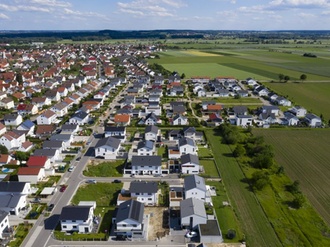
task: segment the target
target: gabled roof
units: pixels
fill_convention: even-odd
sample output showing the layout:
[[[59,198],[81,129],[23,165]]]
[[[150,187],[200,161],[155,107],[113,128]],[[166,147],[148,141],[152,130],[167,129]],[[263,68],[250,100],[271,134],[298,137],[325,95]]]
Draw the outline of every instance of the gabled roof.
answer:
[[[88,220],[91,206],[65,206],[62,208],[60,220]]]
[[[158,133],[158,130],[159,130],[159,128],[157,126],[155,126],[155,125],[148,125],[148,126],[146,126],[144,132],[145,133],[151,132],[151,133],[157,134]]]
[[[140,141],[137,145],[137,149],[140,149],[140,148],[153,149],[154,148],[154,142],[149,141],[149,140]]]
[[[206,218],[204,202],[196,198],[188,198],[180,202],[181,218],[198,215]]]
[[[17,175],[38,175],[41,167],[20,167]]]
[[[195,142],[193,139],[188,138],[188,137],[183,137],[179,139],[179,147],[184,146],[184,145],[189,145],[195,147]]]
[[[30,156],[26,165],[27,166],[44,166],[47,162],[47,156]]]
[[[63,141],[49,141],[46,140],[42,144],[42,148],[62,148],[63,147]]]
[[[0,192],[8,192],[8,193],[21,193],[24,190],[26,182],[0,182]],[[1,200],[0,200],[1,201]]]
[[[192,163],[199,165],[199,159],[197,155],[194,154],[184,154],[181,156],[181,164]]]
[[[36,149],[36,150],[34,150],[33,155],[54,157],[56,154],[56,151],[57,151],[56,149]]]
[[[161,166],[162,158],[158,155],[134,155],[131,163],[132,166]]]
[[[200,189],[206,192],[206,185],[204,178],[198,175],[191,175],[184,178],[184,188],[186,191],[191,189]]]
[[[115,123],[128,123],[130,121],[130,115],[128,114],[116,114],[114,122]]]
[[[21,124],[21,126],[25,127],[26,129],[31,129],[34,125],[35,125],[35,124],[34,124],[31,120],[29,120],[29,119],[25,120],[25,121]]]
[[[99,148],[99,147],[102,147],[102,146],[109,146],[109,147],[112,147],[114,149],[117,149],[120,145],[120,140],[115,138],[115,137],[107,137],[107,138],[103,138],[101,140],[99,140],[96,145],[95,145],[95,148]]]
[[[142,223],[144,213],[144,204],[135,200],[128,200],[121,203],[118,207],[116,222],[126,219]]]
[[[9,215],[8,212],[0,210],[0,223]]]
[[[71,118],[78,118],[78,119],[85,119],[88,116],[88,114],[84,111],[78,111],[75,114],[73,114],[73,116]]]
[[[129,186],[131,193],[156,193],[158,184],[156,182],[132,181]]]
[[[106,125],[104,127],[104,132],[124,132],[125,131],[125,127],[116,127],[116,126],[109,126]]]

☆ ☆ ☆ ☆ ☆ ☆ ☆

Please output exactly the lines between the one holding "target: gabled roof" and the one holding "Draw the outline" in the records above, inclusive, and nothing more.

target: gabled roof
units: pixels
fill_convention: even-odd
sample output showing the layout:
[[[59,198],[81,129],[23,165]]]
[[[150,187],[200,161],[155,107],[113,128]],[[166,147],[148,141],[152,130],[167,129]],[[263,68],[250,100],[271,134],[298,137],[325,95]]]
Draw the outline of every instance of the gabled roof.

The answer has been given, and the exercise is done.